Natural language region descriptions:
+-------+
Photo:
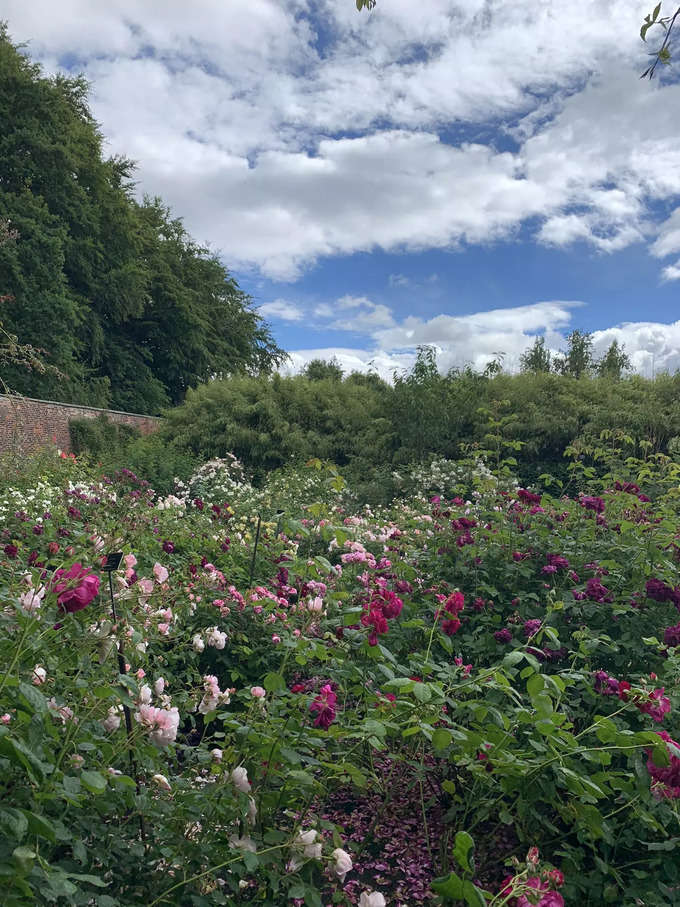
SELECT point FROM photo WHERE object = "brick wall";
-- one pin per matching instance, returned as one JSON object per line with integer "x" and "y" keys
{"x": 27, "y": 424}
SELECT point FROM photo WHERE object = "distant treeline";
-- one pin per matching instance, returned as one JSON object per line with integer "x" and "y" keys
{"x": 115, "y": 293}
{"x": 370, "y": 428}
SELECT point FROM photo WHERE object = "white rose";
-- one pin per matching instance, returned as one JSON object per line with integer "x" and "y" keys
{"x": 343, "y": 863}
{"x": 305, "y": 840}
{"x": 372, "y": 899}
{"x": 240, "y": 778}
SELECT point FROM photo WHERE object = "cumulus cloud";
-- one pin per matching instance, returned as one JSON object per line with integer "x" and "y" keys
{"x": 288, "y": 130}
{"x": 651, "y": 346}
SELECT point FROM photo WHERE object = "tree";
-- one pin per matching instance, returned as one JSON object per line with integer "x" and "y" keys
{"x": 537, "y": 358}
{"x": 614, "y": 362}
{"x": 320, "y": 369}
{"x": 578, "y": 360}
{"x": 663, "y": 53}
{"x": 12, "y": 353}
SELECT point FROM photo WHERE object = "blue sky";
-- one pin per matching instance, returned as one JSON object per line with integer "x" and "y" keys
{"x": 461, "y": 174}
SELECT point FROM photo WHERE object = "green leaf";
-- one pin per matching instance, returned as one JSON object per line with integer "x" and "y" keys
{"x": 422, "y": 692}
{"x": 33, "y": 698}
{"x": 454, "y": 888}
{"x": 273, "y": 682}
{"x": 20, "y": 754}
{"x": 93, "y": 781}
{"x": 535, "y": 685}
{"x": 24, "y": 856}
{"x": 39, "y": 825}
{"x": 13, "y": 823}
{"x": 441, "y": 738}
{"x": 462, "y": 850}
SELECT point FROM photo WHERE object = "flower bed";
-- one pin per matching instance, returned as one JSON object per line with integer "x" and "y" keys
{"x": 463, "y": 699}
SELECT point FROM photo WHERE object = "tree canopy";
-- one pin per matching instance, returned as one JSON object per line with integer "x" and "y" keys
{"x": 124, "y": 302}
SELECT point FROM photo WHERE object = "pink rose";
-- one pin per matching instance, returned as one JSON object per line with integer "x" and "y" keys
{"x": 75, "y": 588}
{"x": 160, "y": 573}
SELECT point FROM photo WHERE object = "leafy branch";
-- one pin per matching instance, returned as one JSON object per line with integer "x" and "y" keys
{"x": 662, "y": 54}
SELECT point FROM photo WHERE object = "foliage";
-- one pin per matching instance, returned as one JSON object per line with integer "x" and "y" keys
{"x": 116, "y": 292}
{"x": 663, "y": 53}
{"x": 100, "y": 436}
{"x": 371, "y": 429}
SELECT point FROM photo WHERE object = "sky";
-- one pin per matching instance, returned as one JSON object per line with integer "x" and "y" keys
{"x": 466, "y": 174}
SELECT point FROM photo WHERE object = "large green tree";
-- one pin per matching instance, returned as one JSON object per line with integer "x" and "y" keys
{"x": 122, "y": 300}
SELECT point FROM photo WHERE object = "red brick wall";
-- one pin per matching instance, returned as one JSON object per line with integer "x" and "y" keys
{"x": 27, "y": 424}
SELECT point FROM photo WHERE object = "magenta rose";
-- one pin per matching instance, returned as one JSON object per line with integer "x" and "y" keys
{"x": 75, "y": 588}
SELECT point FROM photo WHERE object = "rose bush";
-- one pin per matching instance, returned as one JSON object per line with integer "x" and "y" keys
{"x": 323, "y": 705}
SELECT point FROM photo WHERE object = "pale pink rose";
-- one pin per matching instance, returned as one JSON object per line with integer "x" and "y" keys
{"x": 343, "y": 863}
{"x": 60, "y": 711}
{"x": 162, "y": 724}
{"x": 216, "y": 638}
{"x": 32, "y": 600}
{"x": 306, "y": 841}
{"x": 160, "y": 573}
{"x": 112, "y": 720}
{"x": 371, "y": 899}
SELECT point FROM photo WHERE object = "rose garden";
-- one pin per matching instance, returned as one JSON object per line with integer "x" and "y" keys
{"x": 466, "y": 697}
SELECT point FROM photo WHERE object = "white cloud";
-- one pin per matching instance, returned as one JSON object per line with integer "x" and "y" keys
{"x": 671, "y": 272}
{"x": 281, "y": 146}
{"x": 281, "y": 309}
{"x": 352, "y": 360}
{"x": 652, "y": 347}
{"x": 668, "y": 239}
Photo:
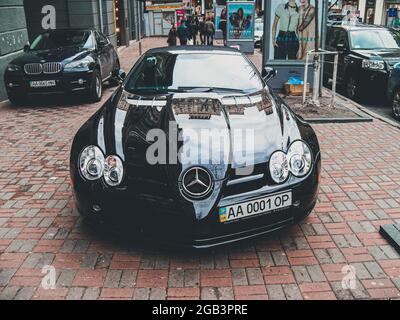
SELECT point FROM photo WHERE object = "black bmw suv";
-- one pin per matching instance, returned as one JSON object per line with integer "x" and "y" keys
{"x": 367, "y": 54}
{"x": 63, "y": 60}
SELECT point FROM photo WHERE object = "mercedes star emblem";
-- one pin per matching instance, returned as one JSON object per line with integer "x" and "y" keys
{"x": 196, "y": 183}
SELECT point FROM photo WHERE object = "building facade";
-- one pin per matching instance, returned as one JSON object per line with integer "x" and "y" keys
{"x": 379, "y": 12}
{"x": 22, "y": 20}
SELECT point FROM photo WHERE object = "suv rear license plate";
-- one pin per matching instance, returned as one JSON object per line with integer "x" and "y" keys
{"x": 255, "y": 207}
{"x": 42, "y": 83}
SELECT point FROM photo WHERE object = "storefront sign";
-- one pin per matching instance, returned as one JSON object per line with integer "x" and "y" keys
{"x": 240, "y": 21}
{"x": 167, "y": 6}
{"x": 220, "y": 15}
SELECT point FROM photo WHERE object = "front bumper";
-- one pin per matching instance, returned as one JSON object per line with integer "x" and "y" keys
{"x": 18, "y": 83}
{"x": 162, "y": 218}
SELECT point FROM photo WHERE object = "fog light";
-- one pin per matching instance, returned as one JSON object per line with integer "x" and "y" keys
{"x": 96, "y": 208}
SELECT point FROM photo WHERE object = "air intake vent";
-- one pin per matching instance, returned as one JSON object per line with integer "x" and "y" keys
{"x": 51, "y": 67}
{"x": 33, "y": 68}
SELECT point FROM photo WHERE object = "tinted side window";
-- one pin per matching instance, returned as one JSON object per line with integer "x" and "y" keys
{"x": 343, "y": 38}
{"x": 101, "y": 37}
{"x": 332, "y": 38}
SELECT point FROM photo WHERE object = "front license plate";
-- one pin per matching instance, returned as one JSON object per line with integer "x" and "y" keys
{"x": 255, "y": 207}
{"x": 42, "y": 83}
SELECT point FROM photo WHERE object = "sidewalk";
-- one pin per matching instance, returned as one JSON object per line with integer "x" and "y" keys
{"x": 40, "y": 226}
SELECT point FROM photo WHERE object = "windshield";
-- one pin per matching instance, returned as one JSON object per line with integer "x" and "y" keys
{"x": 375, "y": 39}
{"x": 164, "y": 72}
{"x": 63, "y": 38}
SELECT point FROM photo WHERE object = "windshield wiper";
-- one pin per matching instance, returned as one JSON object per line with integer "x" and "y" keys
+-------+
*PROBLEM TO WORK ON*
Set the pictures aside and transcribe the data above exactly.

*ANSWER SPACE*
Photo:
SELECT point FROM photo WHERE object = "brick wall";
-- one pin per matching instance, returned as one JSON object per line with integer "x" and "y" keys
{"x": 27, "y": 424}
SELECT point FROM photo WHERE object = "distant treeline";
-- one pin per matching instance, returned as one JSON object per line with integer "x" and "y" keys
{"x": 115, "y": 293}
{"x": 370, "y": 428}
SELECT point FROM photo WHERE object = "white rose";
-- one pin per matching instance, returned as one JSON object per line with integer "x" and "y" keys
{"x": 343, "y": 863}
{"x": 305, "y": 840}
{"x": 372, "y": 899}
{"x": 240, "y": 778}
SELECT point FROM photo WHERE object = "cumulus cloud";
-- one pin per matching instance, returned as one JSON object per line with integer "x" and "y" keys
{"x": 288, "y": 130}
{"x": 651, "y": 346}
SELECT point FROM photo WHERE object = "tree";
-- one pin per matching instance, returned as one JSON object per line with integer "x" and "y" keys
{"x": 537, "y": 358}
{"x": 614, "y": 362}
{"x": 320, "y": 369}
{"x": 578, "y": 360}
{"x": 663, "y": 53}
{"x": 12, "y": 353}
SELECT point FROM photo WHERE object = "blue sky";
-- one pin per matching instance, returned as one JSON object per line with integer "x" and "y" keys
{"x": 461, "y": 174}
SELECT point FROM photo WHERE object = "green leaf";
-- one pin per matching instance, returned as one JSON object per line with integer "x" and "y" keys
{"x": 422, "y": 692}
{"x": 33, "y": 698}
{"x": 454, "y": 888}
{"x": 273, "y": 682}
{"x": 20, "y": 754}
{"x": 93, "y": 781}
{"x": 535, "y": 685}
{"x": 24, "y": 856}
{"x": 39, "y": 825}
{"x": 13, "y": 823}
{"x": 441, "y": 738}
{"x": 462, "y": 850}
SELECT point FROM photo WHERE object = "flower bed";
-- one pin per matching instance, returned as one JSON object per line with integer "x" and "y" keys
{"x": 463, "y": 699}
SELECT point FROM photo WHERE object = "tree canopy";
-- one pin per matching instance, returned as one JSON object per line with integer "x" and "y" keys
{"x": 124, "y": 302}
SELECT point FROM photo WHERE object = "pink rose";
-- one pin per matching instance, returned as one JSON object per line with integer "x" and "y" keys
{"x": 75, "y": 588}
{"x": 160, "y": 573}
SELECT point FROM photo WHERE object = "leafy branch";
-- one pin per matching instance, returned as one JSON object per line with integer "x" and "y" keys
{"x": 662, "y": 54}
SELECT point FROM photo WHERE object = "foliage";
-- one pin per matching instance, returned as one JSON object per line with integer "x" and "y" keys
{"x": 116, "y": 292}
{"x": 663, "y": 53}
{"x": 100, "y": 436}
{"x": 371, "y": 429}
SELECT point FROM photo WHERE object = "sky";
-- one pin per matching instance, returned as one JSON object per line with integer "x" and "y" keys
{"x": 466, "y": 174}
SELECT point FROM photo WHERE object = "large green tree";
-- one pin per matching instance, returned as one JSON object per line with integer "x" and "y" keys
{"x": 122, "y": 300}
SELECT point FROM photo WHERE object = "red brick wall";
-- one pin per matching instance, returned as one JSON object per line with integer "x" and "y" keys
{"x": 27, "y": 424}
SELECT point FROM photo WHERE object = "magenta rose";
-- one pin per matching instance, returned as one JSON object per line with integer "x" and "y" keys
{"x": 75, "y": 588}
SELECT point FROM photo WHERE object = "rose bush";
-- one pin per matching instance, returned as one JSON object per line with integer "x" and "y" keys
{"x": 323, "y": 705}
SELECT point FROM photo WHERE object = "pale pink rose";
-- one pin per matching instance, returned as one JSON object per line with integer "x" and "y" keys
{"x": 343, "y": 863}
{"x": 60, "y": 711}
{"x": 162, "y": 724}
{"x": 216, "y": 638}
{"x": 32, "y": 600}
{"x": 306, "y": 841}
{"x": 160, "y": 573}
{"x": 112, "y": 720}
{"x": 371, "y": 899}
SELECT point FROM photo WHERE object = "rose garden";
-- one pin per matching instance, returned as one JSON object per line with integer "x" and "y" keys
{"x": 466, "y": 697}
SELECT point FROM photo WHERE object = "white cloud";
-- one pin per matching instance, returned as one JSON object per line with integer "x" and "y" keys
{"x": 671, "y": 272}
{"x": 281, "y": 146}
{"x": 281, "y": 309}
{"x": 352, "y": 360}
{"x": 652, "y": 347}
{"x": 668, "y": 239}
Photo:
SELECT point FROM photo WHERE object = "black bmw suv";
-- one pin per matching instance, returned as one JSON object per line with integer "x" and "y" keys
{"x": 367, "y": 54}
{"x": 63, "y": 60}
SELECT point FROM photo WHERE object = "mercedes star emblem";
-- one pin per matching instance, returned as one JSON object per line with integer "x" and "y" keys
{"x": 196, "y": 183}
SELECT point FROM photo WHERE object = "building facade";
-- one pin per matching instance, returned as one JSON object per line with integer "x" and "y" keys
{"x": 379, "y": 12}
{"x": 22, "y": 20}
SELECT point FROM photo WHERE object = "suv rear license plate";
-- one pin per matching instance, returned as one JSON object per line with integer "x" and "y" keys
{"x": 255, "y": 207}
{"x": 42, "y": 83}
SELECT point FROM photo WHERE object = "storefront sign";
-- one pin per matching instance, returned as one JSON object per line with integer "x" and "y" keys
{"x": 240, "y": 21}
{"x": 167, "y": 6}
{"x": 220, "y": 15}
SELECT point FROM photo WHERE object = "front bumper";
-- one pin per matching instance, returned as one JSON object per line with integer "x" and "y" keys
{"x": 18, "y": 83}
{"x": 162, "y": 218}
SELECT point FROM photo WHERE object = "fog light";
-- one pin per matching instance, returned as one JSON object per line with integer "x" and "y" keys
{"x": 96, "y": 208}
SELECT point FROM photo WHERE object = "air intake vent";
-- one pin per matching instance, returned as one JSON object per line with integer "x" and "y" keys
{"x": 51, "y": 67}
{"x": 33, "y": 68}
SELECT point FROM photo WHERE object = "tinted side window";
-- one pin per matching instance, returned as one JSON object per line with integer "x" and "y" keys
{"x": 343, "y": 38}
{"x": 101, "y": 37}
{"x": 332, "y": 38}
SELECT point FROM photo WHERE object = "front license plate";
-- one pin per matching instance, returned as one JSON object per line with integer "x" and "y" keys
{"x": 255, "y": 207}
{"x": 42, "y": 83}
SELECT point FROM photo WHERE object = "sidewalk";
-- one pin per matching instance, returned as one JSON object per line with integer "x" and "y" keys
{"x": 40, "y": 226}
SELECT point FROM photo WHERE object = "windshield";
-- one pin per matching instance, returned as one JSON object per line with integer "x" and "y" keys
{"x": 375, "y": 39}
{"x": 164, "y": 72}
{"x": 63, "y": 38}
SELECT point FROM photo WHERE object = "windshield wiper";
-- one pin per matching instance, returned as one JSON object per line with integer "x" and "y" keys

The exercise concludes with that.